Import data from the Global Historical Climatology monthly (GHCNm) database

This function is a convenient way to access the monthly summaries of the GHCN. Monthly average temperature is available via import_ghcn_monthly_temp() and monthly precipitation via import_ghcn_monthly_prcp(). Note that these functions can take a few minutes to run, and parallelism is only enabled for precipitation data.

Usage

import_ghcn_monthly_temp(
  table = c("inventory", "data"),
  dataset = c("qcu", "qcf", "qfe")
)

import_ghcn_monthly_prcp(
  station = NULL,
  year = NULL,
  table = c("inventory", "data"),
  progress = rlang::is_interactive()
)

Arguments

table

Either "inventory", "data", or both. The tables to read and return in the output list.

dataset

For import_ghcn_monthly_temp(). One of the below options. More information is available at https://www.ncei.noaa.gov/pub/data/ghcn/v4/readme.txt.

"qcu": Quality Control, Unadjusted
"qcf": Quality Control, Adjusted, using the Pairwise Homogeneity Algorithm.
"qfe": Quality Control, Adjusted, Estimated using the Pairwise Homogeneity Algorithm. Only the years 1961-2010 are provided. This is to help maximize station coverage when calculating normals.

station

For import_ghcn_monthly_prcp(). The specific stations to import monthly precipitation data for.

### PROVIDED MATERIAL
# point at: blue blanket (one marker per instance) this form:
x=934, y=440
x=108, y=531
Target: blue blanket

### WHAT YOU WILL DO
Please carry on the GHCNm import function documentation from the point where it stops.

### THE REPLY
year

One or more years of interest. If NULL, the default, all years of data available for the chosen stations will be imported. Note that, in the GHCNd and GHCNm, files are split by station but not year, so setting a year will not speed up the download. Specifying fewer years will improve the speed of a GHCNh download, however.

progress

For import_ghcn_monthly_prcp(). Show a progress bar when importing many stations? Defaults to TRUE in interactive R sessions. Passed to .progress in purrr::map().

Value

a list of tibbles

Parallel Processing

If you are importing a lot of meteorological data, this can take a long while. This is because each combination of year and station requires downloading a separate data file from NOAA's online data directory, and the time each download takes can quickly add up. Many data import functions in {worldmet} can use parallel processing to speed downloading up, powered by the capable {mirai} package. If users have any {mirai} "daemons" set, these functions will download files in parallel. The greatest benefits will be seen if you spawn as many daemons as you have cores on your machine, although one fewer than the available cores is often a good rule of thumb. Your mileage may vary, however, and naturally spawning more daemons than station-year combinations will lead to diminishing returns.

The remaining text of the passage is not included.